**WORK INSTRUCTIONS**
Your answer should be one number: the count of lines below that contain "fallen".

**TASK DATA**
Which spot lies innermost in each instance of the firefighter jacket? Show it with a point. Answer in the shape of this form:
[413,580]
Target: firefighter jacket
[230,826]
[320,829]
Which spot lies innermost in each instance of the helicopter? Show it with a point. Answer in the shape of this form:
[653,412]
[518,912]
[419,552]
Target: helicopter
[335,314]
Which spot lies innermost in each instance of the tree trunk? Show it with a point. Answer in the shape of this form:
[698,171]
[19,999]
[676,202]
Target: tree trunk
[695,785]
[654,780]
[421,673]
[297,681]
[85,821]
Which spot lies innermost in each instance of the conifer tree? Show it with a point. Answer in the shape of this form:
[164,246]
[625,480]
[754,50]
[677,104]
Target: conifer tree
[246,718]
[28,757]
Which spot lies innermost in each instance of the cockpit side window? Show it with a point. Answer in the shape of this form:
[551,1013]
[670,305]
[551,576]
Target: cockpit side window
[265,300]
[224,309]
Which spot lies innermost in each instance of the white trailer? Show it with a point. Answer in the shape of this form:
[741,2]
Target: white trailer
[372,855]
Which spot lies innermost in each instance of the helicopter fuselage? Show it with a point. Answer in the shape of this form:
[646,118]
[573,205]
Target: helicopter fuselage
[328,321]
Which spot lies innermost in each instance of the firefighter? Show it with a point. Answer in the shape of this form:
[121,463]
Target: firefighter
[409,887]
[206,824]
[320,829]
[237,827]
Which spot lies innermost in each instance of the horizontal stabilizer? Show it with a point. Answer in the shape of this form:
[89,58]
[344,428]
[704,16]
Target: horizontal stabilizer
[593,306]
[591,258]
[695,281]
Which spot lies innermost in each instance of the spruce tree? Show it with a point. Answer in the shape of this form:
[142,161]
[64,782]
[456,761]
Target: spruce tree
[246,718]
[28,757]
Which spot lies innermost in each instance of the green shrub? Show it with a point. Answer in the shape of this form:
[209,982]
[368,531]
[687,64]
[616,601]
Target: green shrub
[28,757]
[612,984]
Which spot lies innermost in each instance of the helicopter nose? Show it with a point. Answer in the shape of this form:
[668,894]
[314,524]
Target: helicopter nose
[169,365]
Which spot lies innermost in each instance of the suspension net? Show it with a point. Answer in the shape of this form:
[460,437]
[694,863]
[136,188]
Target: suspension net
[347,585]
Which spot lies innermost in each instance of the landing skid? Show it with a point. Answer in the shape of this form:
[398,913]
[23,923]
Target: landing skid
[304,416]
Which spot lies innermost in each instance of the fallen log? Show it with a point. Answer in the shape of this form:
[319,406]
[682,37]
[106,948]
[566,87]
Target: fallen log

**SOLVED EXERCISE**
2